(TASK PROMPT): In the methods passage on ventricular angiography and pressure-volume relations, explain why the LV balloons were checked before use for a flat pressure response to volume infusion. Answer in one to three sentences.

[PASSAGE PROVIDED — start]

After measurement of cardiac output, LV angiography was performed as previously described.4 14 Briefly, animals were intubated and mechanically ventilated, and a dissecting microscope was used to expose the right external jugular vein and cannulate it with PE 50 tubing, which was advanced into the superior vena cava. Nonionic contrast medium (0.5 mL, Omnipaque 350, Winthrop) was injected into the superior vena cava over a period of 2 seconds with a power injector (Cordis Corp) during brief suspension of respiration. When necessary, additional doses of anesthesia (ketamine 100 mg/kg, xylazine 10 mg/kg, or morphine 2.5 mg/kg IP) were administered to suppress spontaneous respiration during angiography. Angiograms were obtained by use of the constant fluoroscopic technique (60 kVP and 1 to 2 mA), with a General Electric Fluoricon 300 (model MSI-1250 III). The data were acquired in a 2.25-in field of view of the image intensifier and recorded on 1-in videotape by use of a standard interlaced scanning mode, with a 1-cm grid and a lead marker placed at the level of the heart, as described elsewhere.4 Each animal was studied sequentially in 30° right anterior oblique and 60° left anterior oblique projections with separate contrast injections.
Image Acquisition and Analysis
The details of the image processing and validation of analytic methods have been described.4 In brief, x-ray images were digitized at 30 frames/s with a resolution matrix of 512×512 pixels with 256 shades of gray by use of a time-base corrector and a video-processing system (GW Hannaway and Associates) interfaced to a computer system (Silicon Graphics model 4D/380VGX). Densitometric analysis of a digitized loop was used to identify end diastole and end systole. LVEDV and LVESV, stroke volume, and LV ejection fraction were calculated for two consecutive beats by use of the biplane area-length method,32 and the data were averaged.4
Postmortem and Histological Preparations
Diastolic Pressure-Volume Relations
To assess the passive pressure-volume characteristics of the left ventricle, LV balloons were fashioned by stretching a polypropylene membrane into the approximate shape of the LV chamber and attaching it to a plastic tube. The pressure-volume characteristics of the balloons were assessed before use to ensure that they exhibited a flat pressure response to volume infusion over the range studied in that heart in vivo, which would indicate that the pressure measured during a study was due only to the compliance of the left ventricle. After euthanasia, hearts were arrested with KCl solution and excised. The left atrial appendage was opened to permit balloon insertion through the mitral valve into the LV. The atrioventricular groove was then ligated around the tubing. A Hamilton microliter syringe (model 750) was used to inject 0.3- to 0.5-mL aliquots of saline while ventricular pressure was measured. Reproducible pressure-volume curves were generated over a pressure range of 0 to 40 mm Hg within 10 minutes of cardiac arrest.33 The volume of the empty balloon was measured by displacement and added to the measured volume to determine true volume of the left ventricle. Curves were fitted by use of a monoexponential relation, and the pressure-volume relations were also plotted in a semilog format and the slopes determined as a measure of LV chamber compliance.

[PASSAGE PROVIDED — finish]
[PROVIDED RECORDS — start]

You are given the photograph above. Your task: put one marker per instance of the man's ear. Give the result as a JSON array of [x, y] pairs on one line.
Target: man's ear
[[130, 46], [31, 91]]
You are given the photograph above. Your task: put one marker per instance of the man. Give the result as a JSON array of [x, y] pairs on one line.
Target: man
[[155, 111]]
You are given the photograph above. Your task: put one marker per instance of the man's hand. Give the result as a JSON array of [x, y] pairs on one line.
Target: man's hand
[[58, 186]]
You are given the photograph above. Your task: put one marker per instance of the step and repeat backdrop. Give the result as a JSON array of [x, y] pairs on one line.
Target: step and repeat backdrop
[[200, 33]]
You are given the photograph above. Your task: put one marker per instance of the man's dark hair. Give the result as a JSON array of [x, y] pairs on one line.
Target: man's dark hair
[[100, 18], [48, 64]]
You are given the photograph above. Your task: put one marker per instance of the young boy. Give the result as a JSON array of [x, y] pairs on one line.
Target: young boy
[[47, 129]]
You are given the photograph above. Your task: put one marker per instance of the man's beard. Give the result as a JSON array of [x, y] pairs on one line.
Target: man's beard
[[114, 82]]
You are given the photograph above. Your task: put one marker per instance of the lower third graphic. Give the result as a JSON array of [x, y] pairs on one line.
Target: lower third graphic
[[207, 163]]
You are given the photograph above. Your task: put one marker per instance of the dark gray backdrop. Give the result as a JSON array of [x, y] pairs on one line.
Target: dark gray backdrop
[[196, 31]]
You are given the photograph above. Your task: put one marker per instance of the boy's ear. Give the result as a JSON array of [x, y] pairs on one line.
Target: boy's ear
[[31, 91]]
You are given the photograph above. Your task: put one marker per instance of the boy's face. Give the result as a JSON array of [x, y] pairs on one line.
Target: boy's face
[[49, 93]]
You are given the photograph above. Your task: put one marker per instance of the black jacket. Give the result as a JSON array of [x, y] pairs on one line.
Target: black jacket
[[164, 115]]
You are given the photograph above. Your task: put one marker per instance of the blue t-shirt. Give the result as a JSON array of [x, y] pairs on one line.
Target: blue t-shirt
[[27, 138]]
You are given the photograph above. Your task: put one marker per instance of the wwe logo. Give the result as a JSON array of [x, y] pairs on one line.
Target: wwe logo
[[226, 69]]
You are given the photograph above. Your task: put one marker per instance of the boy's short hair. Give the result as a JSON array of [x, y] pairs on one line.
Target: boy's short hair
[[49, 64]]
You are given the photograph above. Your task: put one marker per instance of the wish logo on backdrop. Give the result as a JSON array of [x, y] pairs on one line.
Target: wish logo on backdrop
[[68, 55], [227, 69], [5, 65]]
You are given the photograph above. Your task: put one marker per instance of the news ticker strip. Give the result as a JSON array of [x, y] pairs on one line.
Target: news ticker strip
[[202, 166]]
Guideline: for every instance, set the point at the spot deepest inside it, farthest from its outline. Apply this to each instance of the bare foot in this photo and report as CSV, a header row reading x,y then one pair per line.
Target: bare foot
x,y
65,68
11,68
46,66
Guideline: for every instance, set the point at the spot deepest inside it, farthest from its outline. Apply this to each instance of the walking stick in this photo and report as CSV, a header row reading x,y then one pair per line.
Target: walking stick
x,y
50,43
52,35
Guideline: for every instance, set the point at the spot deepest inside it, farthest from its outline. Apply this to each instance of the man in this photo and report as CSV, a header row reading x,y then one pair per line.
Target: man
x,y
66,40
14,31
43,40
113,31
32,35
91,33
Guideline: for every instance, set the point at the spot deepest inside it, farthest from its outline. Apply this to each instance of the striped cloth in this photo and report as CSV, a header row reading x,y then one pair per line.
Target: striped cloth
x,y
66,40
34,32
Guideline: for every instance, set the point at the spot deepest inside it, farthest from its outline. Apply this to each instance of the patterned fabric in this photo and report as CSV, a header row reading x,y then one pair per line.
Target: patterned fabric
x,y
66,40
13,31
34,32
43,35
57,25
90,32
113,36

[PROVIDED RECORDS — finish]

(TASK RESULT): The balloons had to show a flat pressure response over the volume range studied in that heart in vivo. This meant the balloon itself added no pressure, so the pressure measured during a study was due only to the compliance of the left ventricle.